(Task requirements)
a - In the fund restrictions excerpt, what is the largest share of its total assets that a Fund may mortgage, pledge or hypothecate?
b - Please carry on the fund restrictions excerpt past its last sentence.

(Page excerpt)
International Equities Fund

International Government Bond Fund

Mid Cap Index Fund

Money Market I Fund

Small Cap Index Fund

Social Awareness Fund

Stock Index Fund

Each Fund may not:

  1. Except for International Government Bond Fund, invest more than 5% of the value of its total assets in the securities of any one issuer or purchase more than 10% of the outstanding voting securities, or any other class of securities, of any one issuer. For purposes of this restriction, all outstanding debt securities of an issuer are considered as one class, and all preferred stock of an issuer is considered as one class. This restriction does not apply to obligations issued or guaranteed by the U.S. Government, its agencies, or instrumentalities. As a matter of operating policy, NAFV I will not consider repurchase agreements subject to the 5% limitation if the collateral underlying the repurchase agreements are U.S. Government securities.
  2. Issue senior securities except in connection with investments in options and futures contracts; or borrow money except as a temporary measure for extraordinary or emergency purposes (such as to meet redemption requests which might otherwise require the disadvantageous sale of portfolio securities) and then not in excess of 5% of the Fund's total assets. No Fund may mortgage, pledge or hypothecate more than 5% of the value of its total assets, and then only to secure borrowings made under this restriction.
  3. Acquire more than 3% of the voting securities of any single other investment company or invest more than 10% of (the value of) the Fund's assets in the securities of other investment companies (5% in the case of each such other company). Additionally, investment company securities will only be purchased on the open market or from brokers or dealers receiving customary commissions.
  4. Acquire real estate or real estate contracts, although a Fund may acquire obligations that are secured by real estate or securities issued by companies investing in real estate, such as real estate investment trusts.

(Records shown)
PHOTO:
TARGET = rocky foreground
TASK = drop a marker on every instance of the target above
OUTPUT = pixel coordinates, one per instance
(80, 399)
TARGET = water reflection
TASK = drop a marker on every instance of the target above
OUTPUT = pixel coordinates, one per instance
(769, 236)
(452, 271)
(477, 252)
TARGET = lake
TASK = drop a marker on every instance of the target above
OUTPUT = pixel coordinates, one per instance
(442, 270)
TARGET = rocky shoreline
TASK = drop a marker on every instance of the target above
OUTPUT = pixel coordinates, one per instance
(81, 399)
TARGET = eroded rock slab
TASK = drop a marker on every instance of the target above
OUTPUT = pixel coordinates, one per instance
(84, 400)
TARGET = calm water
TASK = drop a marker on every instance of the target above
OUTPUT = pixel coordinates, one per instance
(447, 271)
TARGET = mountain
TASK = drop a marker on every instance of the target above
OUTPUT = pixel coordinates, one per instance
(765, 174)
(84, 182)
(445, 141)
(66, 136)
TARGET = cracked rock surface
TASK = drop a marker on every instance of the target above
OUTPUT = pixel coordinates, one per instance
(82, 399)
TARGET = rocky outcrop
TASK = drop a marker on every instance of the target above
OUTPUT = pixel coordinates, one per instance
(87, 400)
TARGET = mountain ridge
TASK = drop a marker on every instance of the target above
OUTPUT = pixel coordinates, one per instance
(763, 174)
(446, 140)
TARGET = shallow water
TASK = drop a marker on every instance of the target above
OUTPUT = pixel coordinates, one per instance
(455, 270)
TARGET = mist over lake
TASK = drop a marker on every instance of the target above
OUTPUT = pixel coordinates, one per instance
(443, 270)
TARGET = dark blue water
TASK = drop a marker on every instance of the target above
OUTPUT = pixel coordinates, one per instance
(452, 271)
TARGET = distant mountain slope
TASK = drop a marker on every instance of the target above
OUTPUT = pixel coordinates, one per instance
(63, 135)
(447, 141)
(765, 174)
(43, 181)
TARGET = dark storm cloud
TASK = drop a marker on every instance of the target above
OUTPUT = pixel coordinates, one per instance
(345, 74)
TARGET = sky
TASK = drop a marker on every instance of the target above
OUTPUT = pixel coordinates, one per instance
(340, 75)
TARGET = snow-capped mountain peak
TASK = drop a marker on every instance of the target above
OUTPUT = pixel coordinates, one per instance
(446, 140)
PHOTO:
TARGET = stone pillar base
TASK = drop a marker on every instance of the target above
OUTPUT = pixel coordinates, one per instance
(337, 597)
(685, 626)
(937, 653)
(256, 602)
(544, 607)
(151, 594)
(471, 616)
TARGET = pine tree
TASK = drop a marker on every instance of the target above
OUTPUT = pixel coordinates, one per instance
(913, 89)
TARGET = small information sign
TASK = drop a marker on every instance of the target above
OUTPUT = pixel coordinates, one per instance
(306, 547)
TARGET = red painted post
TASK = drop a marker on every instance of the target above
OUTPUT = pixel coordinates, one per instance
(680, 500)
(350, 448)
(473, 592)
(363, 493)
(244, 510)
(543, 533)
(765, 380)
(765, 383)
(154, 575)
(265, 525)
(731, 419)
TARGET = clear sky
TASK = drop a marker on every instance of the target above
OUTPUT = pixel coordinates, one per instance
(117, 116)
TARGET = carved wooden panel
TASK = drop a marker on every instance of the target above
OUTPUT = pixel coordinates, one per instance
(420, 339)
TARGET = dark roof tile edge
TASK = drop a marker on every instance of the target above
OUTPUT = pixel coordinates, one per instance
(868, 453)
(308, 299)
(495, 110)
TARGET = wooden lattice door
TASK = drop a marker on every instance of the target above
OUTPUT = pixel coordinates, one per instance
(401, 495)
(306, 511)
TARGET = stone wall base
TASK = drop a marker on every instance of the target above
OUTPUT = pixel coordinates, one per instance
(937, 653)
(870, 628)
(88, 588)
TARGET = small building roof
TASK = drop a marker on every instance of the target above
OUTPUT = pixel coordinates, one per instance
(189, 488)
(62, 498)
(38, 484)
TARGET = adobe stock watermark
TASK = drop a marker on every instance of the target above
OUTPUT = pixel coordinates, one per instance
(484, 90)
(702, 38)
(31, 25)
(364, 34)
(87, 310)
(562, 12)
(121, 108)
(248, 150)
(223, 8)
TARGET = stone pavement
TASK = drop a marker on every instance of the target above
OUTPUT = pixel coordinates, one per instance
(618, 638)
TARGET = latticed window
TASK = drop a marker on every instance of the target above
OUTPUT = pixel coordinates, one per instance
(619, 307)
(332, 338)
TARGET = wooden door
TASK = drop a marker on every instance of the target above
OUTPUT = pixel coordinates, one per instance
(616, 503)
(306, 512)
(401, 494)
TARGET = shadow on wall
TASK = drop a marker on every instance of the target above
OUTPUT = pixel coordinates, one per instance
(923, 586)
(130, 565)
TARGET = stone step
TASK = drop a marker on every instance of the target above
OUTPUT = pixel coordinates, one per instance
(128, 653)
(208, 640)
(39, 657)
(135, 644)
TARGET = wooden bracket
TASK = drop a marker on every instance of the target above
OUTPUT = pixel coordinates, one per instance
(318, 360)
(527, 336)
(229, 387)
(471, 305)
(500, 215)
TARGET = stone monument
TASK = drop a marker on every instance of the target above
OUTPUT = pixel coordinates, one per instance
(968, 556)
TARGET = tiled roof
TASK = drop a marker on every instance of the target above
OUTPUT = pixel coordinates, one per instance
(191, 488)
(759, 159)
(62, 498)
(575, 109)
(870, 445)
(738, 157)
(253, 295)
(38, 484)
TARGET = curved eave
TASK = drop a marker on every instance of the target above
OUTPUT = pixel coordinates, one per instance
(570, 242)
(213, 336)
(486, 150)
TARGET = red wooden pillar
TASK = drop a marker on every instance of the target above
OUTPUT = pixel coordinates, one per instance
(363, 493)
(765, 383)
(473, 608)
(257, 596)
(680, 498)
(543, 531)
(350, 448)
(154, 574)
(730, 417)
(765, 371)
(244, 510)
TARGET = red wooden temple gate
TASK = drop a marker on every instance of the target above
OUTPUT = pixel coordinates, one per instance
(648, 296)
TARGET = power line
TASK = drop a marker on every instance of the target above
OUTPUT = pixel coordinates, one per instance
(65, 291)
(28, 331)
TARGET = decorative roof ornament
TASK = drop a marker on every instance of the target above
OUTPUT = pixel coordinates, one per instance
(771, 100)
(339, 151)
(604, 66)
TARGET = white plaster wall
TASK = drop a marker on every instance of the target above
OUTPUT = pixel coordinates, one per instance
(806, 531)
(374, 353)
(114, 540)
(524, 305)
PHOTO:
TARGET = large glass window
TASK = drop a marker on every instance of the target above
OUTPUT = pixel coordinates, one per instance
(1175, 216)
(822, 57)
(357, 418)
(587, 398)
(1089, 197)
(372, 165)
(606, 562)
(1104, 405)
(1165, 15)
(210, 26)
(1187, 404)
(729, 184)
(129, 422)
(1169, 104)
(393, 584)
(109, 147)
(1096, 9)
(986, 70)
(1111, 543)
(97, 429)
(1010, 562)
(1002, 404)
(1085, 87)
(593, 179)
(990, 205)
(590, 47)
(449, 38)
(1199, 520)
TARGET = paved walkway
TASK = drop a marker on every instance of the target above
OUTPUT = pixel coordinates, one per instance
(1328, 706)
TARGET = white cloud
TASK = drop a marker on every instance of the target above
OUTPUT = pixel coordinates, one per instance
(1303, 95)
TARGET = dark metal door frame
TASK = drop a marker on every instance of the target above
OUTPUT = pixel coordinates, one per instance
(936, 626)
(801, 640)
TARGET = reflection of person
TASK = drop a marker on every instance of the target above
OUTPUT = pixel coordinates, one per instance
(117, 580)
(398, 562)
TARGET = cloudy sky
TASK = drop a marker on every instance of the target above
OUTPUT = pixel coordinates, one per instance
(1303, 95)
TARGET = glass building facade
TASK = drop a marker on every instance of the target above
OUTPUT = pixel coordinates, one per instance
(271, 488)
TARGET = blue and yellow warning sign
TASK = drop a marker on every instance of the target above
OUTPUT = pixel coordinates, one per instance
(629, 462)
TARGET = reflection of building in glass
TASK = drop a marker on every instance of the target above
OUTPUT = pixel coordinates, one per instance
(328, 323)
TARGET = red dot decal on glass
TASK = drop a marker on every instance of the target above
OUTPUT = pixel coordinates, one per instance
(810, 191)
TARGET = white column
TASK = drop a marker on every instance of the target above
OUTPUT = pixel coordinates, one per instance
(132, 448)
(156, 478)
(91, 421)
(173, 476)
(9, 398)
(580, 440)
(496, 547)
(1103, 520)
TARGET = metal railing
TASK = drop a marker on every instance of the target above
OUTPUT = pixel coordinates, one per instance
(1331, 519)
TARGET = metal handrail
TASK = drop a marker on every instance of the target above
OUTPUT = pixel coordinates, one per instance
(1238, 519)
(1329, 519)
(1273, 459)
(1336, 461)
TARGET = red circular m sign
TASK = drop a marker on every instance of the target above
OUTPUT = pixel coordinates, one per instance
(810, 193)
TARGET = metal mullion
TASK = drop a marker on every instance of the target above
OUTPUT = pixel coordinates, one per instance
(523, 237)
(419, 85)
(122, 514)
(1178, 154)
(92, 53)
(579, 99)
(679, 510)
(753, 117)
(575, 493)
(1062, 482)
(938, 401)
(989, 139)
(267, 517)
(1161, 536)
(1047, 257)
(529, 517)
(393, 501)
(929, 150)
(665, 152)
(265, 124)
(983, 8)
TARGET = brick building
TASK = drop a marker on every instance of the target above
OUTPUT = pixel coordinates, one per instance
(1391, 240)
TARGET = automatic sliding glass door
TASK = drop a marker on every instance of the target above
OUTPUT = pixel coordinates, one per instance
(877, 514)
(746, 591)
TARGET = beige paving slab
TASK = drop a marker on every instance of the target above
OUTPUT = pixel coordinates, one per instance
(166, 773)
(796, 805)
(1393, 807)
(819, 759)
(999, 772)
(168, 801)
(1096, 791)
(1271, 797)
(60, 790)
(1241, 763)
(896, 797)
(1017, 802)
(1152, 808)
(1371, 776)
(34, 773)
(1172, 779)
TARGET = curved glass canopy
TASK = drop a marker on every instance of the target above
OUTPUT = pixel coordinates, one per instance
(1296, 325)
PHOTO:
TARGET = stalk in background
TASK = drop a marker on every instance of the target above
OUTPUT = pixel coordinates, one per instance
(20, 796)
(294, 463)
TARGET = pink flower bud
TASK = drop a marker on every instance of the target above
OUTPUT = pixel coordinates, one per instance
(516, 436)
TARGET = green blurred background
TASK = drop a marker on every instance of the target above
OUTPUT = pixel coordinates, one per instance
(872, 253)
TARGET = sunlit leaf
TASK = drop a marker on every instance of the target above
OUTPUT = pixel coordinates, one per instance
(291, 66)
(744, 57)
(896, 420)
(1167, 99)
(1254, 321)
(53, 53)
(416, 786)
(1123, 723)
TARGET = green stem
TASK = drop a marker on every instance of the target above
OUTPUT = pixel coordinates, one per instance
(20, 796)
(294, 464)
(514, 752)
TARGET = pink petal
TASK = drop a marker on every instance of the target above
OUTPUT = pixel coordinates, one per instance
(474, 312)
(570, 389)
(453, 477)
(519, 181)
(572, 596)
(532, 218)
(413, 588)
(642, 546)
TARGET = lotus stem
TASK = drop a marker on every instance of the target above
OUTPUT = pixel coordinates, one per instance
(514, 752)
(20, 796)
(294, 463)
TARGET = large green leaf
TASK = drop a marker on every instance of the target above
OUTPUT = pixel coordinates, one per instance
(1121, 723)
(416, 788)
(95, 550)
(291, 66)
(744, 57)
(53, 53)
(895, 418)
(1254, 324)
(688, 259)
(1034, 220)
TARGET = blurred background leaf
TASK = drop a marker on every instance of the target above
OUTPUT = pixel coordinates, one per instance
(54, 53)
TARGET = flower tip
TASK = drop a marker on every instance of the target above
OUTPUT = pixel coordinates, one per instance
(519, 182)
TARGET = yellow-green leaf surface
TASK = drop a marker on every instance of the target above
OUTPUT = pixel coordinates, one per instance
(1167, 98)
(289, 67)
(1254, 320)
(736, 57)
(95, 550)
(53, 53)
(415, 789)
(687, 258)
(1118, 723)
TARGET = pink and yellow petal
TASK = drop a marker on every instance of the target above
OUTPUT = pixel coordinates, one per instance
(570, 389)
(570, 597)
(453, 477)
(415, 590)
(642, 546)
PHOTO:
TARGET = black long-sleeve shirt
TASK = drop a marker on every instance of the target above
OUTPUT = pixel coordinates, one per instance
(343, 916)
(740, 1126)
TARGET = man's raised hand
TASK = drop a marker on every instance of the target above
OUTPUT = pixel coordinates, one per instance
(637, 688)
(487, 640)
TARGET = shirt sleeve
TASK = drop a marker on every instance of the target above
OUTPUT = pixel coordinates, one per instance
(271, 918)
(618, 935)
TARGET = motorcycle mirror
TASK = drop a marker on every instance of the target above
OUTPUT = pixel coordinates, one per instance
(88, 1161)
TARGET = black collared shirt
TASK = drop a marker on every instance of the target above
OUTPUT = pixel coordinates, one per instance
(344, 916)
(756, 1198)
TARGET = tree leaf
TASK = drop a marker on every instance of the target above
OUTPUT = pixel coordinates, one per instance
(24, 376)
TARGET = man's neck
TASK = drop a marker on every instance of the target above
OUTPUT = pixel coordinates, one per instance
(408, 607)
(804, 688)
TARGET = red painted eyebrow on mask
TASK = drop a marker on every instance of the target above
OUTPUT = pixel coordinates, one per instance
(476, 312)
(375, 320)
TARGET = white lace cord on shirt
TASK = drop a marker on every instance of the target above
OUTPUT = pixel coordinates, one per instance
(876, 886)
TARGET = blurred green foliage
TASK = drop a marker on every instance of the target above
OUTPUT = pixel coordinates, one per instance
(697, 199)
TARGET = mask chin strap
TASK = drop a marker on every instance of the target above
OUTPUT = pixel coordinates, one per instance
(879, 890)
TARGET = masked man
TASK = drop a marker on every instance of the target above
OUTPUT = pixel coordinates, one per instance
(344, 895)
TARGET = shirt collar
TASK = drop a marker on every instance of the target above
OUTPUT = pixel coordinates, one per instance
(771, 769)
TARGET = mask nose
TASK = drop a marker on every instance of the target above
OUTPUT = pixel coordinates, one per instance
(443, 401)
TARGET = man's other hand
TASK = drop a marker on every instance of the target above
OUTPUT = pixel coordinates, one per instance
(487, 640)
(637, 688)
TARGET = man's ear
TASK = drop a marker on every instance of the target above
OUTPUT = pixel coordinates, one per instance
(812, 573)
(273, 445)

(The answers)
a - No more than 5% of the value of its total assets, and only to secure borrowings made under that restriction.

b -
  5. Underwrite securities of other issuers except where the sale of restricted portfolio securities constitutes an underwriting under the federal securities laws.
  6. Acquire securities for the purpose of influencing the management of, or exercising control over, the issuer.
  7. Effect short sales of securities or purchase securities on margin, except in connection with investments in options and futures contracts. Each Fund may use short-term credits when necessary to clear transactions.
  8. Lend money, except by purchasing debt obligations in which a Fund may invest consistent with its investment objective(s) and policies or by purchasing securities subject to repurchase agreements.
  9. Purchase or sell commodities (except in connection with investments in options and futures contracts) or invest in oil, gas or mineral exploration programs.
  10. Make loans to other persons, except that a Fund may lend its portfolio securities to broker-dealers and other financial institutions in an amount up to 30% of the value of the Fund's total assets.
  11. (Money Market I Fund Only) Purchase any security which matures more than 13 months from the date of purchase.
  12. (Money Market I Fund Only) Purchase or sell commodity contracts.
  13. (Money Market I Fund Only) Invest in warrants, or write, purchase or sell puts, calls, straddles, spreads or combinations thereof.
  14. (Money Market I Fund Only) Invest more than 25% of the value of its total assets in the securities of issuers primarily engaged in any one industry, except investments in obligations issued or guaranteed by the U.S. Government, its agencies, or instrumentalities.
  15. (Asset Allocation Fund, Capital Conservation Fund, Government Securities Fund, Stock Index Fund, International Equities Fund, Mid Cap Index Fund, Small Cap Index Fund Only) Enter into a financial futures contract (by exercise of any option or otherwise) or acquire any options thereon, if, immediately thereafter, the total of the initial margin deposits required with respect to all open futures positions, at the time such positions were established, plus the sum of the premiums paid for all unexpired options on futures contracts would exceed 5% of the value of its total assets.
  16. (Asset Allocation Fund, Capital Conservation Fund, Government Securities Fund, Growth & Income Fund, International Government Bond Fund, Social Awareness, Stock Index Fund, International Equities Fund, Mid Cap Index Fund and Small Cap Index Fund Only) Invest more than 25% of the value of its total assets in the securities of issuers primarily engaged in any one industry.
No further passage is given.